### EXTRAIT DU DOCUMENT

_ _ _ _ _ _ _

Fractures, de Linda Mc Lean par Stuart Seide

fractures« Parce que moi j’avais seulement envisagé d’avoir mal. Vu qu’il y en a un qui fait mal. Et l’autre. A qui on fait mal ». Cette tirade de May résume à merveille le ton de Fractures, écrit par Linda Mc Lean et sélectionné par Théâtre Ouvert dans le cadre de « Tapuscrit ».

Il s’agit du Théâtre que nous aimons profondément, tant il nous touche ; de ce Théâtre humain, le Théâtre de la vie qui respire et bat à la même vitesse que notre cœur. Point de scénographie abusive, nul besoin de représentation pour signifier un espace dont l’aura repose sur les êtres et les âmes qui l’occupent et le colorent. Ainsi, l’intrigue est centrée sur le personnage de May, dans ses rapports aux différents hommes qui parcourent sa vie. Comportement atypique, âme sensible et fragile, corps hésitant et paroles brutes émanent de cette femme au secret inavouable.

_ _ _ _ _ _ _

### ENREGISTREMENTS EXTRAITS
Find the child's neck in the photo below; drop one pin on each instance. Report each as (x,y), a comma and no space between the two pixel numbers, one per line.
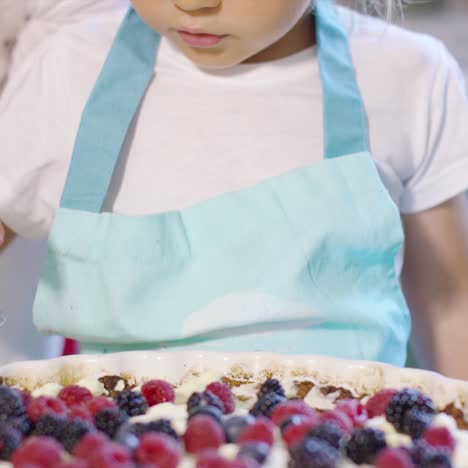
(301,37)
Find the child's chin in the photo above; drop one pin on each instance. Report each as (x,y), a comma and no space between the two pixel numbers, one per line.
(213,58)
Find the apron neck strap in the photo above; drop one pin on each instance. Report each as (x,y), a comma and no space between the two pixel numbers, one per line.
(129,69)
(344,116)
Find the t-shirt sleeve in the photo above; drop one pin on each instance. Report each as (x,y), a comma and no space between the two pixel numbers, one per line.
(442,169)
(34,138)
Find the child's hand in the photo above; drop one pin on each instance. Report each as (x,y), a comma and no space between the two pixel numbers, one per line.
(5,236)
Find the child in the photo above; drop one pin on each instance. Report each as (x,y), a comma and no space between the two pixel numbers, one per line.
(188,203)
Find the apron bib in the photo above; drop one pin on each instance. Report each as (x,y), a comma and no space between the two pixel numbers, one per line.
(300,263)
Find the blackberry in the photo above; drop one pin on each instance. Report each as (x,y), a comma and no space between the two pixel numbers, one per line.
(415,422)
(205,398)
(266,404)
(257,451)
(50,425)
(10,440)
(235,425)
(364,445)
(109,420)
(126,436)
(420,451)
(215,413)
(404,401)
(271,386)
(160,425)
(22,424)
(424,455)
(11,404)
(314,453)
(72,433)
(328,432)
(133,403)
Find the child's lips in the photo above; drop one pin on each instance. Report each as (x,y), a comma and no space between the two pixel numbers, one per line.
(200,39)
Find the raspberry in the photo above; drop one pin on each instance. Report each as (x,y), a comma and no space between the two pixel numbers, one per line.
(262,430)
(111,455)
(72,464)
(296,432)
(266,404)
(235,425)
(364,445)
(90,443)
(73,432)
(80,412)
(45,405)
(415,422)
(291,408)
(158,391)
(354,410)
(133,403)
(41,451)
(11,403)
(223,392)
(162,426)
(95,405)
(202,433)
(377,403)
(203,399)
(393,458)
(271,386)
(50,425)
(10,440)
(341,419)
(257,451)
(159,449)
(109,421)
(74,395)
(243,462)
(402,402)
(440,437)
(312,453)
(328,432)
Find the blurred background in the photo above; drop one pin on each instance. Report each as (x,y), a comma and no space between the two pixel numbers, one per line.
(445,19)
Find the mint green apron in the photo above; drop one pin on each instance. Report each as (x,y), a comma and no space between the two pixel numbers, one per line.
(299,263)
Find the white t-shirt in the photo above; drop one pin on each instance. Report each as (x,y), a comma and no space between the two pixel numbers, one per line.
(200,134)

_ _ _ _ _ _ _

### CONSIGNES DE TRAVAIL
[a] D'après l'article sur Fractures, quel théâtre a sélectionné la pièce, et dans quel cadre ?
[b] Transcrivez l'article sur Fractures à partir des mots « Fractures, de Linda » jusqu'aux mots « au secret inavouable. » inclus.
[c] Relevez dans l'article sur Fractures tous les traits qui, selon lui, émanent de May.

### RÉPONSES PAR CONSIGNE
[a] Théâtre Ouvert l'a sélectionnée dans le cadre de « Tapuscrit ».

[b]
Fractures, de Linda Mc Lean par Stuart Seide

fractures« Parce que moi j’avais seulement envisagé d’avoir mal. Vu qu’il y en a un qui fait mal. Et l’autre. A qui on fait mal ». Cette tirade de May résume à merveille le ton de Fractures, écrit par Linda Mc Lean et sélectionné par Théâtre Ouvert dans le cadre de « Tapuscrit ».

Il s’agit du Théâtre que nous aimons profondément, tant il nous touche ; de ce Théâtre humain, le Théâtre de la vie qui respire et bat à la même vitesse que notre cœur. Point de scénographie abusive, nul besoin de représentation pour signifier un espace dont l’aura repose sur les êtres et les âmes qui l’occupent et le colorent. Ainsi, l’intrigue est centrée sur le personnage de May, dans ses rapports aux différents hommes qui parcourent sa vie. Comportement atypique, âme sensible et fragile, corps hésitant et paroles brutes émanent de cette femme au secret inavouable.

[c]
- comportement atypique
- âme sensible et fragile
- corps hésitant
- paroles brutes